(Exercise requirements): Pull out each of the lines below that contains the string "cluster". Case counts.
━━━ Stored data ━━━
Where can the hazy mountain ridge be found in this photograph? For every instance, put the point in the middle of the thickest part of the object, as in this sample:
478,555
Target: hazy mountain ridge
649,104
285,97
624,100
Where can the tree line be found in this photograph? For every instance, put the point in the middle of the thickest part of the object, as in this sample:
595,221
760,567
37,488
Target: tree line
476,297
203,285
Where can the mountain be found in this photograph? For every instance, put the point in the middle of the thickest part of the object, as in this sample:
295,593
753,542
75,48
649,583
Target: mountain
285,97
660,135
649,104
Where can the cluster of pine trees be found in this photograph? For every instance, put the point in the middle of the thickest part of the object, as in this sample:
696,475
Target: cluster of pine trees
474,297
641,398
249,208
━━━
━━━ Stored data ━━━
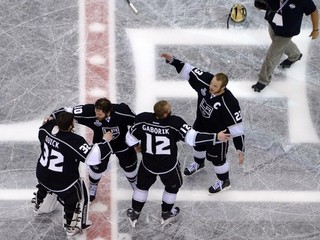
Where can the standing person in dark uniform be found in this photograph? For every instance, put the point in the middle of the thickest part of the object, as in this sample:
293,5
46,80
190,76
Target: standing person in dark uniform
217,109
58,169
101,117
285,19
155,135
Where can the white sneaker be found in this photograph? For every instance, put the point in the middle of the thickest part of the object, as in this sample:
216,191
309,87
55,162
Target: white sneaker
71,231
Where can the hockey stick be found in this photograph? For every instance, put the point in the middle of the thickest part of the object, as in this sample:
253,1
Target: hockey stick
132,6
━━━
(Task output):
Where can the cluster of pine trees be found in this photograph? For every instance, put the point in the middle of the thickest part of the object, as in this sample:
Target: cluster of pine trees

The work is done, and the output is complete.